§ Image-grounded pointing data:
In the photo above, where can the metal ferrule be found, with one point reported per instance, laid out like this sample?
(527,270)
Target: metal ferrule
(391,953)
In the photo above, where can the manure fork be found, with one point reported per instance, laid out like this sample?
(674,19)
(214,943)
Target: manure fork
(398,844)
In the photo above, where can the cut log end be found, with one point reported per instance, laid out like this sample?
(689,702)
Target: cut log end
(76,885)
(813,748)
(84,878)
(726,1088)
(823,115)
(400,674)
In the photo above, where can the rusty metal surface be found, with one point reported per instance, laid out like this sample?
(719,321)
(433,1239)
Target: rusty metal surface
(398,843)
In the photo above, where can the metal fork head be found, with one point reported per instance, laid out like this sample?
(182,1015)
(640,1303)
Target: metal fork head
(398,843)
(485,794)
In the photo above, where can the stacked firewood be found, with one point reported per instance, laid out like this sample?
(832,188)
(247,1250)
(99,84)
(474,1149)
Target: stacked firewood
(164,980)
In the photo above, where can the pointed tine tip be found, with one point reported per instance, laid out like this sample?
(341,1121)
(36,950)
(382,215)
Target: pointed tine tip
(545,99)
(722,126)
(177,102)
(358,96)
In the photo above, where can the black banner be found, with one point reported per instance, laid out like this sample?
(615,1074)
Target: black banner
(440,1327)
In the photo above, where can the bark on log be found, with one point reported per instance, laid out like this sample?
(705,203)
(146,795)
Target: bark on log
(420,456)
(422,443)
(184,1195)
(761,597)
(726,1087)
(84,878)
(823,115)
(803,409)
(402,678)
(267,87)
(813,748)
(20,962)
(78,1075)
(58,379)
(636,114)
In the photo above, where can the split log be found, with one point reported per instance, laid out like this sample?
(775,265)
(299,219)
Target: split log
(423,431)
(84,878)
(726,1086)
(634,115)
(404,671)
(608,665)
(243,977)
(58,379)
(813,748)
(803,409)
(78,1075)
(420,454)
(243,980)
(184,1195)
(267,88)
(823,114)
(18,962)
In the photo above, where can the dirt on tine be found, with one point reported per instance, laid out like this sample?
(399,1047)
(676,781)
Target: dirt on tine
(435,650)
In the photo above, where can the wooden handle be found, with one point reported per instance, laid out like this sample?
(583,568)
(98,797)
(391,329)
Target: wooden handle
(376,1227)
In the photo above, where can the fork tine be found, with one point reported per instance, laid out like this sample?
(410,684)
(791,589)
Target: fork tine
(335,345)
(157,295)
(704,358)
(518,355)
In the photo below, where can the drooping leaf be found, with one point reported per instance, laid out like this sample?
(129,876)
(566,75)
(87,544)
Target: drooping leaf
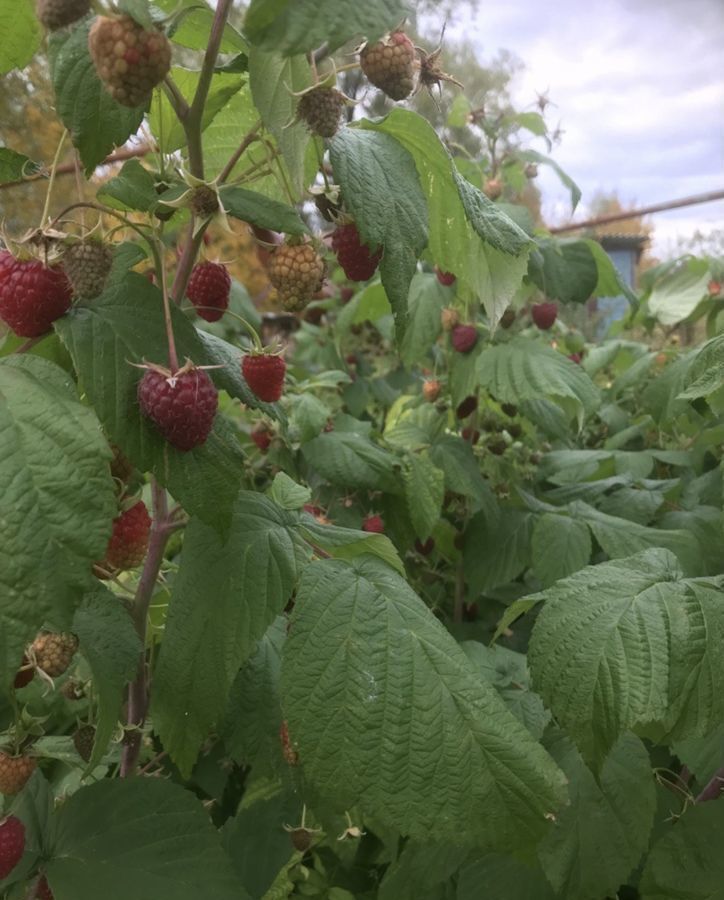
(109,642)
(627,645)
(298,26)
(226,595)
(364,657)
(600,837)
(21,33)
(347,459)
(381,189)
(57,501)
(561,546)
(95,121)
(468,237)
(141,837)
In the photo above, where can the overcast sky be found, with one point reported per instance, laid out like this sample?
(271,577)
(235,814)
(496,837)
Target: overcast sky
(639,88)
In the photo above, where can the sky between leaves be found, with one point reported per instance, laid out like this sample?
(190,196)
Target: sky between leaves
(639,88)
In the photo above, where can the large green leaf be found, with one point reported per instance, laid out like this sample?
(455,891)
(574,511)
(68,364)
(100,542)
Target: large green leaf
(564,270)
(387,713)
(687,862)
(95,121)
(57,501)
(298,26)
(260,210)
(21,34)
(561,546)
(226,595)
(272,78)
(125,326)
(347,459)
(144,838)
(424,491)
(109,642)
(600,837)
(630,644)
(523,369)
(484,248)
(381,189)
(425,303)
(253,715)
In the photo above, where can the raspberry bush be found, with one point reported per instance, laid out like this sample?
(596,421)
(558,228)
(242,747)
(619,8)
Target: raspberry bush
(403,581)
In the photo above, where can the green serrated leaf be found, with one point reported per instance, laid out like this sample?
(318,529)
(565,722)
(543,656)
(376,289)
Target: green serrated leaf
(224,598)
(110,643)
(383,707)
(57,502)
(424,492)
(272,79)
(466,237)
(524,369)
(630,644)
(298,26)
(600,837)
(132,188)
(139,837)
(260,210)
(95,121)
(381,189)
(560,546)
(21,33)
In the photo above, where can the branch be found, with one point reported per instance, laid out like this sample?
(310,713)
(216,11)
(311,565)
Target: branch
(192,121)
(138,691)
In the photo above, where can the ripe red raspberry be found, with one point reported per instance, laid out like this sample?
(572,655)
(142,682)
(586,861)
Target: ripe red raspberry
(262,437)
(467,407)
(129,539)
(129,59)
(32,296)
(445,278)
(357,260)
(544,315)
(87,265)
(431,390)
(53,653)
(83,741)
(264,373)
(42,891)
(55,14)
(12,844)
(182,406)
(374,525)
(14,772)
(390,65)
(321,108)
(464,338)
(208,290)
(297,272)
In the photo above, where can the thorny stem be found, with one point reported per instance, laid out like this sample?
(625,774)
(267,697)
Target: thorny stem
(48,193)
(161,528)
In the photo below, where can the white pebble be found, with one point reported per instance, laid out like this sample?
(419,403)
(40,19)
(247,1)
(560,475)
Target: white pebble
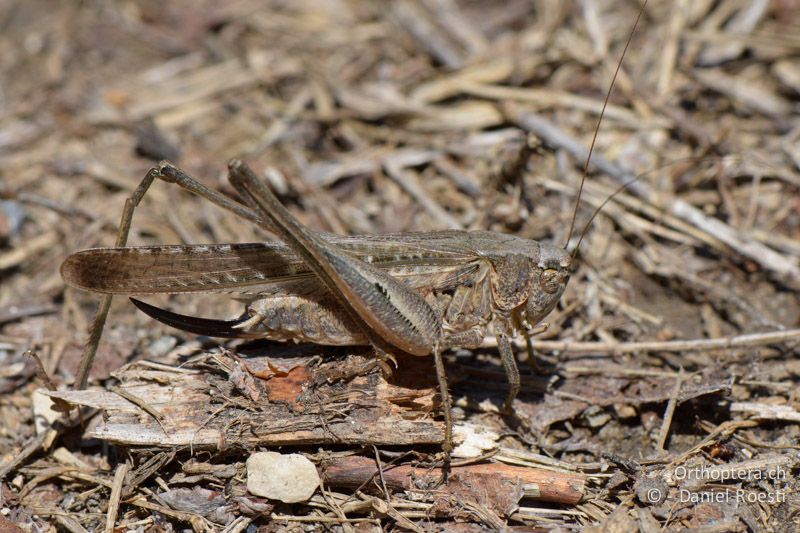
(288,478)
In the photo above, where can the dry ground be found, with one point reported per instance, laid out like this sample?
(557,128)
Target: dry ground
(372,117)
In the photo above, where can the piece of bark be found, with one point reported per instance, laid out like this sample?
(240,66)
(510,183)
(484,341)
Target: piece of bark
(489,482)
(341,401)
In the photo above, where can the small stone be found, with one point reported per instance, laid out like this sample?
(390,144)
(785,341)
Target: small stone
(289,478)
(475,440)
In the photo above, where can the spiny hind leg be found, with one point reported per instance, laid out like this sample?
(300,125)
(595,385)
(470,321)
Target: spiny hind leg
(166,172)
(99,321)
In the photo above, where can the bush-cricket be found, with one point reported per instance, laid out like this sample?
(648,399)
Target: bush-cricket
(418,293)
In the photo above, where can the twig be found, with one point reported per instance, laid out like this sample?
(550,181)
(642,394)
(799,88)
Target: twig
(116,493)
(670,410)
(738,341)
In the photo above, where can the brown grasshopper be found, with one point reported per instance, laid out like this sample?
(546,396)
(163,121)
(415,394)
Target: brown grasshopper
(418,293)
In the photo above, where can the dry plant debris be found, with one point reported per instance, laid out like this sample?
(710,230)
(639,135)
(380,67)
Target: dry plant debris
(662,395)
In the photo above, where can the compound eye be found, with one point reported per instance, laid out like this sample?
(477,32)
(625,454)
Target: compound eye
(550,282)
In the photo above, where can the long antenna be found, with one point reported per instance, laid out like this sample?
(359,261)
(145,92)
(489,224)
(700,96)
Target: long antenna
(597,129)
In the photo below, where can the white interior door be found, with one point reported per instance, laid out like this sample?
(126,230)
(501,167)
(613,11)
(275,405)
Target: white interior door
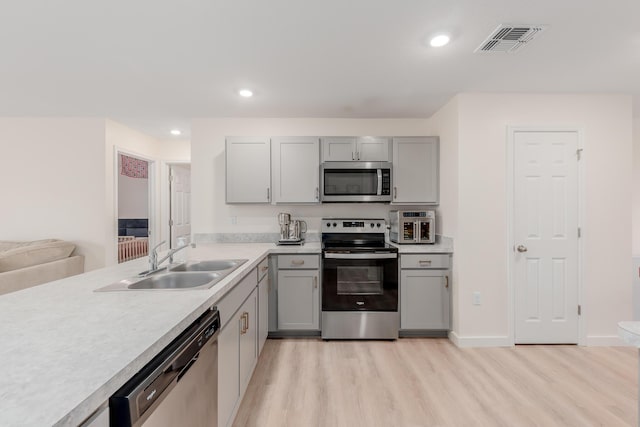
(180,211)
(545,227)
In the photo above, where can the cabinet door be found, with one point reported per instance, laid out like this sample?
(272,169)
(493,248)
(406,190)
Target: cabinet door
(296,169)
(424,299)
(248,170)
(415,170)
(298,300)
(228,370)
(263,312)
(373,149)
(248,339)
(339,149)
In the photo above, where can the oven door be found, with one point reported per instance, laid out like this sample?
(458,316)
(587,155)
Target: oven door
(359,281)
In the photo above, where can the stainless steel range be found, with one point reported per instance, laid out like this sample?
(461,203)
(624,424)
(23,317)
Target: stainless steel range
(359,280)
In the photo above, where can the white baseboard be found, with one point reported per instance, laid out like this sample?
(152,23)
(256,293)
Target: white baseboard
(605,341)
(479,341)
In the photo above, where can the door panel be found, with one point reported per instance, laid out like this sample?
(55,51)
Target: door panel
(546,230)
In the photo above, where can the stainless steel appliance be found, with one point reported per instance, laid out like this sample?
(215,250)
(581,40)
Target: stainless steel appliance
(284,219)
(179,386)
(292,231)
(415,227)
(359,280)
(355,181)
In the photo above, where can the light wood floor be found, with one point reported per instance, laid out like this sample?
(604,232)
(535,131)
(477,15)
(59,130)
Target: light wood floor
(431,382)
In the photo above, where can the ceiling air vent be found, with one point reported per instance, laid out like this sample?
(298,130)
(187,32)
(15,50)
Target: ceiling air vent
(509,38)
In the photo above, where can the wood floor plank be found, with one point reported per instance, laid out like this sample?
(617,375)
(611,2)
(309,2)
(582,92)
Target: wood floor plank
(430,382)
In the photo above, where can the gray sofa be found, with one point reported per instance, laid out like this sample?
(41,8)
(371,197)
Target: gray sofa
(26,264)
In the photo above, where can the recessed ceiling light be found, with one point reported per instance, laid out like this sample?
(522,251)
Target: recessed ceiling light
(439,41)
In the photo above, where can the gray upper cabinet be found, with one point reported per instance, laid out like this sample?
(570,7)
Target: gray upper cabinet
(416,170)
(295,162)
(248,170)
(351,148)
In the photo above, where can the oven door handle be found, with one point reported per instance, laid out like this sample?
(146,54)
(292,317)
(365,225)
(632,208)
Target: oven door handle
(330,255)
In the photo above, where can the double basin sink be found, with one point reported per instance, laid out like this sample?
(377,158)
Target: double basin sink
(187,275)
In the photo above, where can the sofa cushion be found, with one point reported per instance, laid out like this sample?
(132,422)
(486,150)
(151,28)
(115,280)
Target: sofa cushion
(15,255)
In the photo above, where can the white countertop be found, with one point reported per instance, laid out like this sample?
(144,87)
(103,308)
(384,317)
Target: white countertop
(630,332)
(65,349)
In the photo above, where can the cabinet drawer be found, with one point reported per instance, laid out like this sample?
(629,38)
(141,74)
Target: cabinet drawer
(298,261)
(231,302)
(425,261)
(263,268)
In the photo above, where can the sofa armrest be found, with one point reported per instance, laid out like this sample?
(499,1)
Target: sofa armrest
(15,280)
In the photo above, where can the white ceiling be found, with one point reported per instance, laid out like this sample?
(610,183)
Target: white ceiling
(154,64)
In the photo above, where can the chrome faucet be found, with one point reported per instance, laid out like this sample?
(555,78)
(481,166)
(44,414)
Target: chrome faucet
(153,255)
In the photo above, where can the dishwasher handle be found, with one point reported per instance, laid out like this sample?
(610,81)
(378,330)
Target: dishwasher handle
(139,397)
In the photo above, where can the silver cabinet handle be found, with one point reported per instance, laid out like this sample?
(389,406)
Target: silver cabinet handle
(245,323)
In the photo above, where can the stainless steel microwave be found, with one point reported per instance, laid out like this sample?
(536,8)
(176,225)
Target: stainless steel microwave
(355,181)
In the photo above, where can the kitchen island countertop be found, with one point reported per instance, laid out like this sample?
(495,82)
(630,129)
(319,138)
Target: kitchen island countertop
(65,348)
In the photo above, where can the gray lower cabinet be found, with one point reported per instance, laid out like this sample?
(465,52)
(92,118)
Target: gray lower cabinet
(237,346)
(298,292)
(425,292)
(263,303)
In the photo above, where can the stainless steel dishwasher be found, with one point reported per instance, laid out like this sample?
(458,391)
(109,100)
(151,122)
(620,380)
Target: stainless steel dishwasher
(179,387)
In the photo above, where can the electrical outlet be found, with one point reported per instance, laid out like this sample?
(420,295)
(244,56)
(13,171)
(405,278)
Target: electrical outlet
(476,298)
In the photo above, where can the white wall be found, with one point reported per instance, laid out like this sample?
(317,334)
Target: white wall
(52,182)
(636,186)
(445,123)
(212,215)
(481,239)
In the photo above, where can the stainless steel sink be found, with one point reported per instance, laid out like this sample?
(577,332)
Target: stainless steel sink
(188,275)
(177,281)
(213,265)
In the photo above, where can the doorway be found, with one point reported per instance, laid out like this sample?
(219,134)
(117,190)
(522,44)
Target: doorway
(544,248)
(134,208)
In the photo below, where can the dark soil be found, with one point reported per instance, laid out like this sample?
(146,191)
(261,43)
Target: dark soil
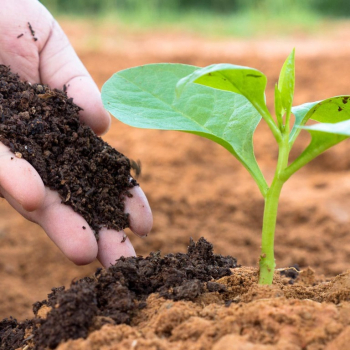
(42,126)
(115,295)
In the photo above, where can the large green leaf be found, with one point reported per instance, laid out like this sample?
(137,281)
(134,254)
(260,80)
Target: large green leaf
(245,81)
(331,110)
(286,82)
(323,137)
(145,97)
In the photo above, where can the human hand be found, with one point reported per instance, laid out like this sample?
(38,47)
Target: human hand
(51,60)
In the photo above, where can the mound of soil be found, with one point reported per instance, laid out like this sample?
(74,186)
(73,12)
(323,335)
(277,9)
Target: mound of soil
(197,300)
(114,296)
(42,126)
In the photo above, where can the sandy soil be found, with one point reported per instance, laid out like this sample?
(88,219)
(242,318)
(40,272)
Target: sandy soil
(195,187)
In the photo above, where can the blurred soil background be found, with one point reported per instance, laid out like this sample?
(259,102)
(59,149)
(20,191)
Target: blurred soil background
(195,187)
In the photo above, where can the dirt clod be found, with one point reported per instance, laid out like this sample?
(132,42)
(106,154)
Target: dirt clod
(42,126)
(115,295)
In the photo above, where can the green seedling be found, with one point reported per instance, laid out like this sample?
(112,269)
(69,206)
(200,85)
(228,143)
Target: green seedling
(225,103)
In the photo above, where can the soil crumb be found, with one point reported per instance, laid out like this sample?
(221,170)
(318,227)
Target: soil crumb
(42,126)
(115,296)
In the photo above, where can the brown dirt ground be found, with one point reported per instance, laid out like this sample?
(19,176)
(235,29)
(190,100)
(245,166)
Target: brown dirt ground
(196,188)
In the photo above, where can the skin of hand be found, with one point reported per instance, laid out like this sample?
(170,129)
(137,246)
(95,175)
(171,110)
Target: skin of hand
(52,60)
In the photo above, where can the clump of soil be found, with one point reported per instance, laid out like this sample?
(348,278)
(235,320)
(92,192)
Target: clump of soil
(115,296)
(42,126)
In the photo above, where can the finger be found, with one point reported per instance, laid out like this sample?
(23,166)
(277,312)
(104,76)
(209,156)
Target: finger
(112,245)
(140,218)
(67,229)
(20,180)
(59,65)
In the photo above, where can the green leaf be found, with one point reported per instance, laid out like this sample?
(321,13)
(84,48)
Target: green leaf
(331,110)
(245,81)
(323,137)
(341,128)
(145,97)
(286,82)
(278,106)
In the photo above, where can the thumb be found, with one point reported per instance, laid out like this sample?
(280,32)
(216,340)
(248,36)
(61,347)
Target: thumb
(59,66)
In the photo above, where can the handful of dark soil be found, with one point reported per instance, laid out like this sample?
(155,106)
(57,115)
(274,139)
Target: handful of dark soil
(115,295)
(42,126)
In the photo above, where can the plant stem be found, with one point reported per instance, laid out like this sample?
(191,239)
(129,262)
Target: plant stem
(267,258)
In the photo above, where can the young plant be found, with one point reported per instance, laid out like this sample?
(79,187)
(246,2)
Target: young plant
(225,103)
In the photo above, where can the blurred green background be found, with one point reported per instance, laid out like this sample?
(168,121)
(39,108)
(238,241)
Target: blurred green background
(216,17)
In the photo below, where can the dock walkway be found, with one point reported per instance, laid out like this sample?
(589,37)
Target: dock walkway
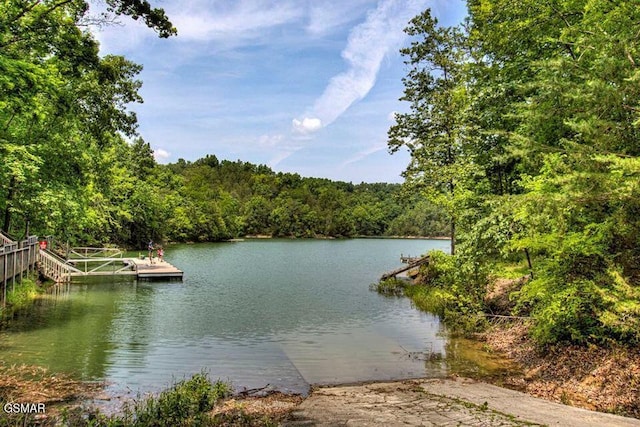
(157,270)
(412,264)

§ What you will do: Exactly one number is wanted in reply: the count of lines above that hold the string "below".

§ Expected answer: 5